» **WHAT THE EXERCISE ASKS**:
Convert the lines below into a numbered list, beginning at the line that has "out the rooftop" and stopping after the line that has "128,233,134,251". Leave out any blank lines, and include no other lines.

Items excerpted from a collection

┌────────

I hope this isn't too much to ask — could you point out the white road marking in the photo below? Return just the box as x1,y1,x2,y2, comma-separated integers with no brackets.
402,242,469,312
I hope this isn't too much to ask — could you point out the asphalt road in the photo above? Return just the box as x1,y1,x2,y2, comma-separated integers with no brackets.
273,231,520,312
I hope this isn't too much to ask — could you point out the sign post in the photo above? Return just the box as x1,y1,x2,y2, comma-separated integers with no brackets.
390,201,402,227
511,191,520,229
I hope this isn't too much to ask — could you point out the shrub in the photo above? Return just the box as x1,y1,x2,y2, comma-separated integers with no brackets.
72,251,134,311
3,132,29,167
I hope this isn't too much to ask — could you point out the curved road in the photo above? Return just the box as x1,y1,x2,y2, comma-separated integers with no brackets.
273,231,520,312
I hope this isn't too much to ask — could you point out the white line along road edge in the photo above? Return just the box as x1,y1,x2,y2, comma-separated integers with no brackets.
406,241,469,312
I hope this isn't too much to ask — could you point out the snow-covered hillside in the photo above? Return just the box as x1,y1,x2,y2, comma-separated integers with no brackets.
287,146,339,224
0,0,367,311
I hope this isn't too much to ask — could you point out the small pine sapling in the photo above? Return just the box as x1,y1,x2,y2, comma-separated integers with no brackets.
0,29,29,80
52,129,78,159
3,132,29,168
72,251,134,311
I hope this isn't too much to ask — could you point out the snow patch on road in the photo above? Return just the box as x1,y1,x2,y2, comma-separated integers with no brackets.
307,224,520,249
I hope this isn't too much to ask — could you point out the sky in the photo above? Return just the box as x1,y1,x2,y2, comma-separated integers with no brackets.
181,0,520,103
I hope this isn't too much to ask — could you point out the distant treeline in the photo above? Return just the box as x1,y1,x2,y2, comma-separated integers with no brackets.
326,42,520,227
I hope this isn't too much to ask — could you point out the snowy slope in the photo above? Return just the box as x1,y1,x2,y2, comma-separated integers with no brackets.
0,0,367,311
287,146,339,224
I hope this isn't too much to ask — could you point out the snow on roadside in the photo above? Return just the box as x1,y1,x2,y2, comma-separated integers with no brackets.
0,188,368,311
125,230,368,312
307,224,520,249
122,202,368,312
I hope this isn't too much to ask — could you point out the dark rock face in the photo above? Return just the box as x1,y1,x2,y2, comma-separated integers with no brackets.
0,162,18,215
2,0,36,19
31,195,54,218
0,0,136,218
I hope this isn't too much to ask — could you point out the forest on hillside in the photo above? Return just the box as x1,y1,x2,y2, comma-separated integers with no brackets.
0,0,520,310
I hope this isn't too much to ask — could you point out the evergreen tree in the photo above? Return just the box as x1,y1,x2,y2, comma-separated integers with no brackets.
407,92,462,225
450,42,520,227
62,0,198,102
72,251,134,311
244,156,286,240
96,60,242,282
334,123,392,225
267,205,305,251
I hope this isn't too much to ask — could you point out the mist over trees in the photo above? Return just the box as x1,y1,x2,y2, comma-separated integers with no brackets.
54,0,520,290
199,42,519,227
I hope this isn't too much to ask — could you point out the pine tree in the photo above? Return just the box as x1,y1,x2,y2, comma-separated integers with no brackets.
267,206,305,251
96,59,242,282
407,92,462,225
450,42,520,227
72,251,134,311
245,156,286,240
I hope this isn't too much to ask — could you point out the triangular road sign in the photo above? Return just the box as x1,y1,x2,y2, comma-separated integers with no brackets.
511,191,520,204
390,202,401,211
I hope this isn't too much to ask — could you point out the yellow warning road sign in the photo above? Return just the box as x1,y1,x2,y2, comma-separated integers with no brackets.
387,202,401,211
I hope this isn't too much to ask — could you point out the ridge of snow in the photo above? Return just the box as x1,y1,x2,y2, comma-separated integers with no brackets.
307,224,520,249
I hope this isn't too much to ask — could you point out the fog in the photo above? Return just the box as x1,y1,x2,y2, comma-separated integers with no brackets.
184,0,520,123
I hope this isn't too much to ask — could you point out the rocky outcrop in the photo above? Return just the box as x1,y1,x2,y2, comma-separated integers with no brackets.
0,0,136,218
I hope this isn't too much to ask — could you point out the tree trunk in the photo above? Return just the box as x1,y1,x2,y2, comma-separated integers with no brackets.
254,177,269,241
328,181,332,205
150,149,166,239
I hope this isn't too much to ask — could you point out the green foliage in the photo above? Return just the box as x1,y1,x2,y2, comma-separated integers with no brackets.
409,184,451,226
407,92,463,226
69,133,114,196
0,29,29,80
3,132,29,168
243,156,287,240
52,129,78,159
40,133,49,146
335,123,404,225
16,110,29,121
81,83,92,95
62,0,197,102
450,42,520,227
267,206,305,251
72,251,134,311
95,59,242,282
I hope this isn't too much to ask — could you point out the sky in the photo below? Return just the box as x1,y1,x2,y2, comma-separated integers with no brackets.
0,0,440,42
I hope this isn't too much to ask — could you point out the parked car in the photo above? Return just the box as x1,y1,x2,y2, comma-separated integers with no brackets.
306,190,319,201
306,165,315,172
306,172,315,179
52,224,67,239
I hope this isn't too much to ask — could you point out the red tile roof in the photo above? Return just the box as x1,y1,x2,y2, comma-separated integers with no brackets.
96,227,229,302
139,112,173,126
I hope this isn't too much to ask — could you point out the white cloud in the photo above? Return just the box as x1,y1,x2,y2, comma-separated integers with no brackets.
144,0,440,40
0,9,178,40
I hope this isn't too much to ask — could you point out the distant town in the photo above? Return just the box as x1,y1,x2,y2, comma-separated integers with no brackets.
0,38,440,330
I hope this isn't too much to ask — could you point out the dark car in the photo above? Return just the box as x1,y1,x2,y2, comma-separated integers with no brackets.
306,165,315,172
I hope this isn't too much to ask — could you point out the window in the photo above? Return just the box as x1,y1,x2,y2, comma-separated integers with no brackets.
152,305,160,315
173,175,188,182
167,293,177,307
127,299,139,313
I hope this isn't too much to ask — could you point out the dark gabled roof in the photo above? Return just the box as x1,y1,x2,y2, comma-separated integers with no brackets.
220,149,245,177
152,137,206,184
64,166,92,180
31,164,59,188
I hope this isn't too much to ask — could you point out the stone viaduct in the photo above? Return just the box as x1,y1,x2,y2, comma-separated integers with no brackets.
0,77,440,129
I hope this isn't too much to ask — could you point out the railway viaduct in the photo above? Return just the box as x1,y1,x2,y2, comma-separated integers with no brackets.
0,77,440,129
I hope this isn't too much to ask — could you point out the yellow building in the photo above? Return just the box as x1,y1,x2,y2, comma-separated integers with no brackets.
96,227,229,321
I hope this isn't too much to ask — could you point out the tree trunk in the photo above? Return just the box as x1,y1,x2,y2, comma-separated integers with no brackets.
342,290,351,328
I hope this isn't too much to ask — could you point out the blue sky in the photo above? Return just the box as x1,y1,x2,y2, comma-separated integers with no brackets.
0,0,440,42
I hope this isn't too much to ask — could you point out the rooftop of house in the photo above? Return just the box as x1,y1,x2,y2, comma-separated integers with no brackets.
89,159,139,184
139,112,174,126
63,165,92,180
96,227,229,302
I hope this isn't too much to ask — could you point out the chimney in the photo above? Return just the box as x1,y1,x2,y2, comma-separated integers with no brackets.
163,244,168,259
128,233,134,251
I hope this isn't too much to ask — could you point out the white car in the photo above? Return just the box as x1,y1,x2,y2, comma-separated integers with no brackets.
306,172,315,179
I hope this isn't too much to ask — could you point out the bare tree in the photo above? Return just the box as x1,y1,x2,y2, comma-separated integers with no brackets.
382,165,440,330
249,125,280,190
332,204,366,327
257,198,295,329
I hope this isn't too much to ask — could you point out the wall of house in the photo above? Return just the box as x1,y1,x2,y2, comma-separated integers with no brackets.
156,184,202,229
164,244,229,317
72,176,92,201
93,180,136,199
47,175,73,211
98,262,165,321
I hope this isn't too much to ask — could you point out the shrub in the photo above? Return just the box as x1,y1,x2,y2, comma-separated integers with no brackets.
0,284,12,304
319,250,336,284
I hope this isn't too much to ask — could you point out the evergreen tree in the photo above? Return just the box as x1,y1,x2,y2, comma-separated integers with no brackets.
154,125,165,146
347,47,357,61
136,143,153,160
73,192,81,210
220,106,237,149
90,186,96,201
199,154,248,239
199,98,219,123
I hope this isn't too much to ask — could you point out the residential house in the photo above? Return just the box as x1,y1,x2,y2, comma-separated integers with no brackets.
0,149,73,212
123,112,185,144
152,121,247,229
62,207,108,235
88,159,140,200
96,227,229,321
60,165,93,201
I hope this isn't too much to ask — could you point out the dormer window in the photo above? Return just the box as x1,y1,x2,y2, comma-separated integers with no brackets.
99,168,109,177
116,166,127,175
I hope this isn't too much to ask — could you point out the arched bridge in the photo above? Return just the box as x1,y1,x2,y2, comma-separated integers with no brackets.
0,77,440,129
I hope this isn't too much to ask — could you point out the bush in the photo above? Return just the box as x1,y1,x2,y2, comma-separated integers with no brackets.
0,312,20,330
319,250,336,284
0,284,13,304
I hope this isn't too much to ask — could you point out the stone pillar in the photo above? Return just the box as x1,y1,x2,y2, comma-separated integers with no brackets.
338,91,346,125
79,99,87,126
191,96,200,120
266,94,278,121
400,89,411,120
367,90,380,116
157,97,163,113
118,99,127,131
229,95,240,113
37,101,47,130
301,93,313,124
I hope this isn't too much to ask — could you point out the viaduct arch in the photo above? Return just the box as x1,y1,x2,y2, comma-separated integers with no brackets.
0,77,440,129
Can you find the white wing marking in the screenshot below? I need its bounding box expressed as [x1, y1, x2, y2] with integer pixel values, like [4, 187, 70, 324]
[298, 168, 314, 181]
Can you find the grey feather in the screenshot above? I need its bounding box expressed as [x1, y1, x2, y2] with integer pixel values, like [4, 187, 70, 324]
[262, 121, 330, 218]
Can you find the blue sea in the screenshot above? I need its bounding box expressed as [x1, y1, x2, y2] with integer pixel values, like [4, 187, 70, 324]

└────────

» **SOLUTION**:
1. I hope this isn't too much to ask — could you point out the rooftop of house in the photo above? Return just the box as x1,y1,x2,y2, comma-separated integers with no brackets.
2. 89,159,139,184
3. 139,112,174,126
4. 63,165,92,180
5. 96,227,229,302
6. I hope this isn't too much to ask — could you point out the chimney in the photo above? Return just the box as x1,y1,x2,y2, comma-separated integers with no brackets.
7. 163,244,168,259
8. 128,233,134,251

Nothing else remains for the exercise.